* WHAT THE EXERCISE ASKS
Could you give everything from the line containing "the white fabric" down to the end of the entries again, with "thickest" renamed to "widest" and nothing else changed? Leave the pictures out.

* DATA SUPPLIED
>> begin
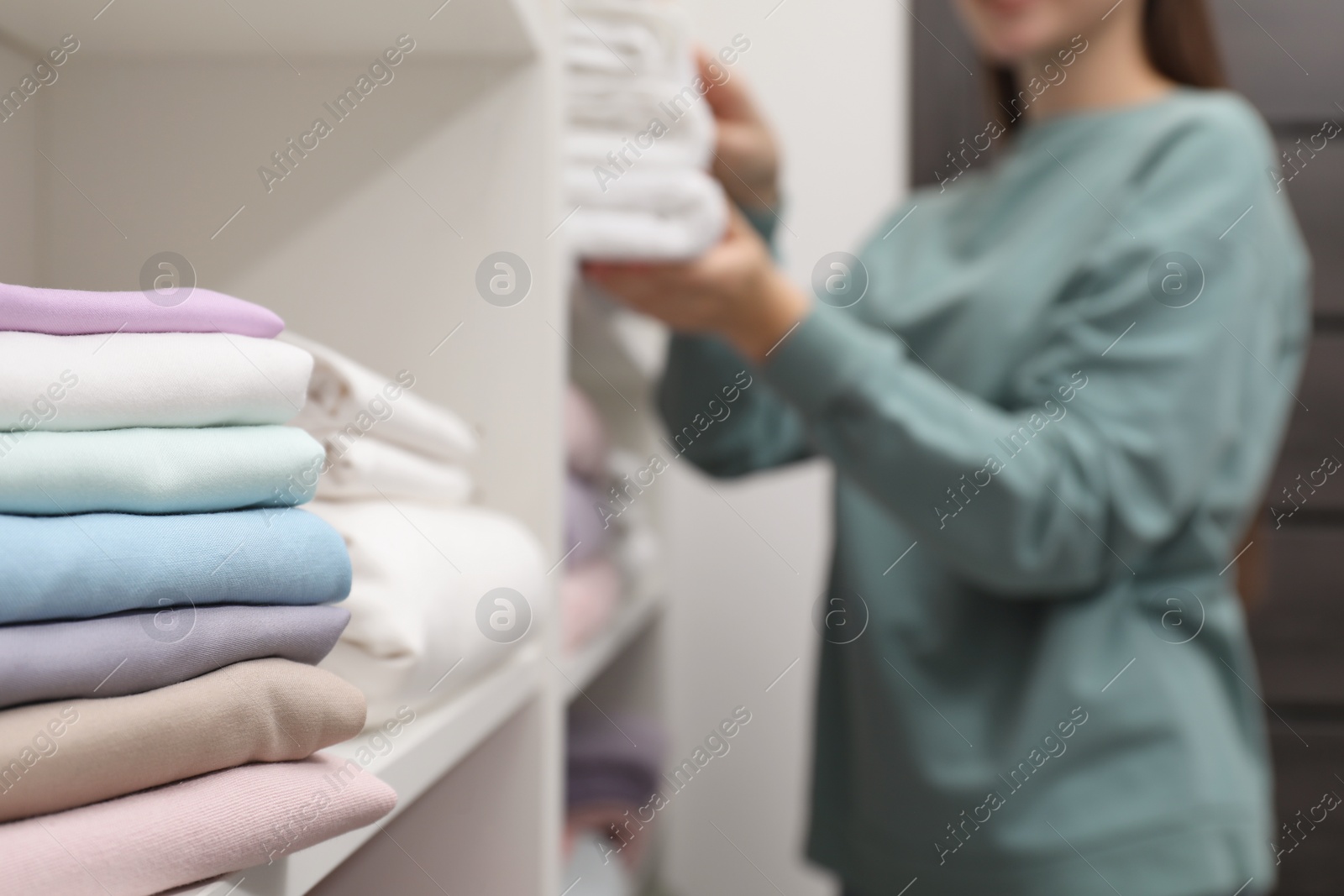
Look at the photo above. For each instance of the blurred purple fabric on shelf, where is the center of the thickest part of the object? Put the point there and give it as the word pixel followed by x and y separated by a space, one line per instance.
pixel 585 533
pixel 613 761
pixel 585 436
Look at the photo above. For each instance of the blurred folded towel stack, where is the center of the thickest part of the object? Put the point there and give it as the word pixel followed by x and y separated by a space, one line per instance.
pixel 425 560
pixel 163 598
pixel 640 136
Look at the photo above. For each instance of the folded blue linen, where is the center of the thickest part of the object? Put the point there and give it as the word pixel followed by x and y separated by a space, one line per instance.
pixel 134 652
pixel 159 470
pixel 74 567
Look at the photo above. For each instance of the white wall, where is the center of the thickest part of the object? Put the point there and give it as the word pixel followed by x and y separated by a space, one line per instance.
pixel 749 558
pixel 18 197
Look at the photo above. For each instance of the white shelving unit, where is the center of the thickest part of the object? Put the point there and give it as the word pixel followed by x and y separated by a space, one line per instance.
pixel 151 140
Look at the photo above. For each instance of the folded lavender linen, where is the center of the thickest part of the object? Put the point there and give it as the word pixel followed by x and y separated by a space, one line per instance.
pixel 138 652
pixel 192 831
pixel 74 752
pixel 71 312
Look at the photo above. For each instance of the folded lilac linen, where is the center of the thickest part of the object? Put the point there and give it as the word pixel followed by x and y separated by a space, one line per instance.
pixel 71 312
pixel 77 567
pixel 612 761
pixel 136 652
pixel 192 831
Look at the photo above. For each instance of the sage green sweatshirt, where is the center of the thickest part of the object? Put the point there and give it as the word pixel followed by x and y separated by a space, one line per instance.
pixel 1053 409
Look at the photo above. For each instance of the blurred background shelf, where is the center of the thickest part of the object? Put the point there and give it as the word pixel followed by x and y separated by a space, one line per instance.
pixel 580 671
pixel 282 33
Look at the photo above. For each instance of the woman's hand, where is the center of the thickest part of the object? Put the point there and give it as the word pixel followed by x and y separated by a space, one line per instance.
pixel 746 157
pixel 732 291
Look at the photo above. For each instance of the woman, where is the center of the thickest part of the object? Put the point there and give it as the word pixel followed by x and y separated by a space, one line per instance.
pixel 1057 403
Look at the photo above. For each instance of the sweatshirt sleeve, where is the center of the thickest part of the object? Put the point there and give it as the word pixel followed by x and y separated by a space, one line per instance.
pixel 1116 419
pixel 722 416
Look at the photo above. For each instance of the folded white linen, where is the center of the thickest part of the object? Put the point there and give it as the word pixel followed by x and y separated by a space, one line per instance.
pixel 347 402
pixel 370 470
pixel 121 380
pixel 421 573
pixel 647 214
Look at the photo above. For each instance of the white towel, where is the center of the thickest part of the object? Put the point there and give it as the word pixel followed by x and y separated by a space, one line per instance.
pixel 591 148
pixel 640 134
pixel 420 574
pixel 613 47
pixel 647 215
pixel 371 469
pixel 631 105
pixel 349 402
pixel 148 379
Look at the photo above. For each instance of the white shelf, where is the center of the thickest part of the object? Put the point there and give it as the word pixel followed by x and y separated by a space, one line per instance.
pixel 582 668
pixel 281 31
pixel 425 752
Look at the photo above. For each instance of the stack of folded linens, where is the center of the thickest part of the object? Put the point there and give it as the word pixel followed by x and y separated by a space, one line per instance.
pixel 163 600
pixel 638 137
pixel 396 490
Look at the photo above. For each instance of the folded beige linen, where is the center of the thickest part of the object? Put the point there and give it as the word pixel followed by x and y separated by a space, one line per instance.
pixel 71 752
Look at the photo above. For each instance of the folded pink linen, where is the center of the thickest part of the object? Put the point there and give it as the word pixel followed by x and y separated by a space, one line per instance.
pixel 71 312
pixel 589 597
pixel 190 831
pixel 585 436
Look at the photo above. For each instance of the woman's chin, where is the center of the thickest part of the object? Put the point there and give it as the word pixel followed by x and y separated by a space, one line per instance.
pixel 1012 46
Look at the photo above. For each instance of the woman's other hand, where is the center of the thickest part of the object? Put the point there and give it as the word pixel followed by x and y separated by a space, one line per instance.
pixel 732 291
pixel 746 157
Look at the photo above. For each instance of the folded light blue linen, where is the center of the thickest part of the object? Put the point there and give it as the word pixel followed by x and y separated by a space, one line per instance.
pixel 159 470
pixel 136 652
pixel 74 567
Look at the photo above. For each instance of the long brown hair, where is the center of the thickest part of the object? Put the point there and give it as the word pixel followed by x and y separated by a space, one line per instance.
pixel 1178 38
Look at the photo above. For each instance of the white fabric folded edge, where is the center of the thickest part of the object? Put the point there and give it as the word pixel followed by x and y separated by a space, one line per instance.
pixel 371 469
pixel 347 402
pixel 420 577
pixel 118 380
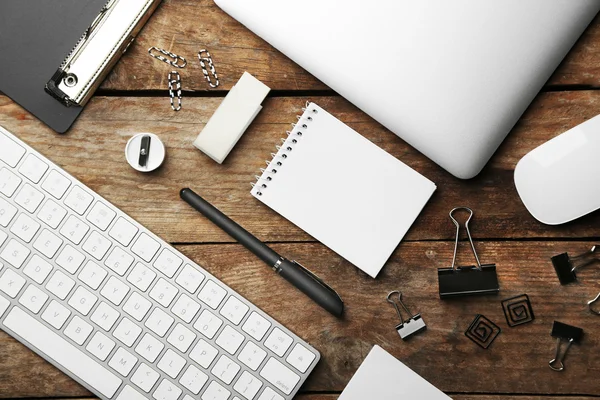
>> end
* OUTPUT FOR THIS TASK
Look at the photo above. For each instance of the white fabric folded edge, where is the center of the widest part of the object? Put the point there and give it as the word pixel followed by x and y separated by a space, one line per instance.
pixel 371 469
pixel 347 402
pixel 420 577
pixel 118 380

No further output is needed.